__STUDY TEXT__
***

Translation: taxpayers invest in developing products through government agencies, and private companies and their shareholders reap the profits. How does this work in practice? Gates does not give what we might call full disclosure. He offers the example of the antiviral Molnupiravir which “Merck and its partners developed”. It was authorised to great fanfare as a Covid treatment inNovember 2021.
Yet Merck did not develop this drug. It was initially developed as a veterinary drug for horses at Emory University, with a US$19 million grant from Fauci’s NIAID and funding from other sectors of the US government. Molnupiravir costs US$17.74 per dose to manufacture, according to an estimate from researchers at Harvard and King’s College London, but is being retailed to the US government for US$712 per course — a profit of 4,000%.
Another example of Gates’s eye for detail is his discussion of Remdesivir, which was approved as “Standard of Care” for Covid in the US by the Federal Drug Agency. Again, like Molnupiravir, much of the funding and institutional support for the drug originally came from the US government. Remdesivir was the baby of the drug company Gilead.
Gates describes how one study showed that “it may have a major impact in patients who aren’t yet sick enough to be in the hospital”. But other details are ignored. He doesn’t tell us that in an earlier, peer-reviewed study from China, published in the Lancet in May 2020, “Remdesivir was not associated with statistically significant clinical benefits”, and that the trial was “stopped early because of adverse events in 18 (12%) patients versus four (5%) patients who stopped placebo early”. All the same, the profits were good: while the drug cost Gilead just US$10per dose to manufacture, it was being retailed to US taxpayers at US$3,120.
Maybe Gates knows nothing about the Lancet study. Perhaps he doesn’t know that in both of these cases, public investment has funded enormous private profits — and that in the case of one of the drugs, there’s little evidence that this was to any benefit. He’s just a software engineer after all.
For Gates, technology really does provide all the answers, as it certainly has in his own life. He believes humanity belongs online: “once people learn the digital approach, they generally stick to it”. Post-Covid, he envisages a world of flexible working, in which regular guys like him with large mansions and decent living space can languidly choose between going into the office on Wednesdays or Thursdays. The problem with Gates’s digital utopia — full of virtual spaces where 3D avatars attend business meetings — is that I suspect many of us will not want to live in it.

***

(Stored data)
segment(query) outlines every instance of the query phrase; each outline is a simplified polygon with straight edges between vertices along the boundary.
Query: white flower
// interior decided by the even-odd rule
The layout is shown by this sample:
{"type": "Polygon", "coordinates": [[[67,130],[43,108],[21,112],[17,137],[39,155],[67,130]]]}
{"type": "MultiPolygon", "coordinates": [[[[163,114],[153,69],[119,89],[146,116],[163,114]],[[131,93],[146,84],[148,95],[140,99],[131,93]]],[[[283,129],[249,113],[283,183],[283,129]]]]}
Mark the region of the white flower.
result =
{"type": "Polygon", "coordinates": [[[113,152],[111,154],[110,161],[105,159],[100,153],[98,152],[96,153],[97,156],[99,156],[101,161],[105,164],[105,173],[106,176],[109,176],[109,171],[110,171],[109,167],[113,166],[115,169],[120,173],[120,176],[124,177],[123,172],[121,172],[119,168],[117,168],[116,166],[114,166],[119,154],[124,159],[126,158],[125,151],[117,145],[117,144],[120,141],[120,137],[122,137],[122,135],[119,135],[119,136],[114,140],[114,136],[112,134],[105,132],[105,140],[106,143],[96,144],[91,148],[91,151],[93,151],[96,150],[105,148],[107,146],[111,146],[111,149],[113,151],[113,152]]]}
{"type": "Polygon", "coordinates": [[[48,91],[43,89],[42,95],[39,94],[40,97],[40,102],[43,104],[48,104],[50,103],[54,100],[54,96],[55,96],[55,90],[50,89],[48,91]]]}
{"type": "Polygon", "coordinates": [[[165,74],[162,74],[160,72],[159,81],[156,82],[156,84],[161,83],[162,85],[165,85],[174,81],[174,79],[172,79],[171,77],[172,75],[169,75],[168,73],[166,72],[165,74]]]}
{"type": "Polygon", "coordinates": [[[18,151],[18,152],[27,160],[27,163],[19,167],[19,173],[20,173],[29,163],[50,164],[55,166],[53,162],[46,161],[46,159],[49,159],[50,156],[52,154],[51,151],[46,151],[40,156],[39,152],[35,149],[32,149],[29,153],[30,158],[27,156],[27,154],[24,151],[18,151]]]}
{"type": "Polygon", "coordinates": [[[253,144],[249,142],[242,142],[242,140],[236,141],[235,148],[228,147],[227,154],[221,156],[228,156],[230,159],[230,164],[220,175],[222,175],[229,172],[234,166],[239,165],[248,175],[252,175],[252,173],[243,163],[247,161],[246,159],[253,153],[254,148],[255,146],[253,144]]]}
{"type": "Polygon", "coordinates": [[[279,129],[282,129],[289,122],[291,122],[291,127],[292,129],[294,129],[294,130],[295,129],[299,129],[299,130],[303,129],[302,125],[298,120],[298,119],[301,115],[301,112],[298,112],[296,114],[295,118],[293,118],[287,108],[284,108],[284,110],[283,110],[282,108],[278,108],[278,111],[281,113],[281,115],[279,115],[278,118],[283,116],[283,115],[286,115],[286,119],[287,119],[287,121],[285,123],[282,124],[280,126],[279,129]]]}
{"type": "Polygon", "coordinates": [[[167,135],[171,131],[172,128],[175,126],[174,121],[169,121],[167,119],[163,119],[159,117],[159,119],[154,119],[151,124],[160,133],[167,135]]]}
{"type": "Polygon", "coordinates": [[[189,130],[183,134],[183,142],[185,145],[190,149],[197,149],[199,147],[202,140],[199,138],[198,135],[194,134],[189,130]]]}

***

__PROBLEM TO WORK ON__
Please print the passage on Gates between "Maybe Gates knows" and "live in it.", inclusive. None of the items above is needed.

__ANSWER TO THE PROBLEM__
Maybe Gates knows nothing about the Lancet study. Perhaps he doesn’t know that in both of these cases, public investment has funded enormous private profits — and that in the case of one of the drugs, there’s little evidence that this was to any benefit. He’s just a software engineer after all.
For Gates, technology really does provide all the answers, as it certainly has in his own life. He believes humanity belongs online: “once people learn the digital approach, they generally stick to it”. Post-Covid, he envisages a world of flexible working, in which regular guys like him with large mansions and decent living space can languidly choose between going into the office on Wednesdays or Thursdays. The problem with Gates’s digital utopia — full of virtual spaces where 3D avatars attend business meetings — is that I suspect many of us will not want to live in it.